Exercise text>
★ ★ ★ ★ ★
Regarding regulatory changes, I think that the public sector is consistently limiting its role to regulating healthcare, leaving room for the private sector to become more active in the future in delivering healthcare services.
In 2020, Humania secured a USD108.5m in funding from IFC, IFU and PROPARCO to launch medical care projects in Morocco and Egypt. Can you share any specific milestones achieved in these projects since securing the funding in 2020? Are there any plans for expanding these projects to other markets in the future?
Since securing equity from the DFIs for Humania’s North Africa platform, a number of key milestones have been met. We have completed our second hospital in Alexandria. Construction of this hospital faced a number of challenges such as Covid 19, rising interest rates, and uncertain economic conditions in Egypt. The hospital is state of the art and has been designed to meet stringent environment guidelines including the IFC’s EDGE standards. During this time, Humania North Africa has also started construction on its third hospital in Morocco. We want to expand our partnership with the DFIs to enter into other markets in North Africa in the next phase of our growth.
★ ★ ★ ★ ★
Point-per-instance localization data:
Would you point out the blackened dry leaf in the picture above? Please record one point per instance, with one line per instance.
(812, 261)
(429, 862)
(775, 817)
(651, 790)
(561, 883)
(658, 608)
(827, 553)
★ ★ ★ ★ ★
Parts of the exercise>
1 - In the Humania interview excerpt, which standards was the hospital in Alexandria designed to meet?
2 - Continue the Humania interview excerpt, picking up after its final sentence.

Replies>
1 - The IFC's EDGE standards.

2 -
Could you explain in more detail the co-investment model that you use with DFIs? How does this model work, and what role does Humania play in these co-investment partnerships?
The co-investment model is continuously evolving. Currently the model entails creating a common balance sheet between sponsors and other equity investors.
As we expand, we will be focusing more on third party capital to support the expansion. This could include a health infrastructure fund for Africa as well as other initiatives such as a health-tech venture capital fund and a healthcare buy-out fund.
What challenges do you encounter when it comes to staffing for portfolio companies, and in what ways do you envision technology innovation or AI playing a role in addressing talent shortages?
Humania is backed by a large healthcare group which has proven itself as one of the leading private healthcare providers in the last 35 years, giving us a significant competitive advantage. As far as hiring for portfolio companies is concerned, we always build on the strong infrastructure of our group, which enables us to leverage further platform synergies such as relationships with insurance companies and other suppliers.
We also believe that embracing technology innovation and AI within healthcare organizations can bolster the efficiency of talent acquisition and management, underpin data-driven decision-making, and promote inclusivity. This empowers healthcare institutions to address critical talent shortages and cultivate a more agile and adaptable workforce. That said, we are implementing these technologies very carefully, with a commitment to ethical practices, to ensure that they do not inadvertently perpetuate bias or discrimination in the healthcare workforce.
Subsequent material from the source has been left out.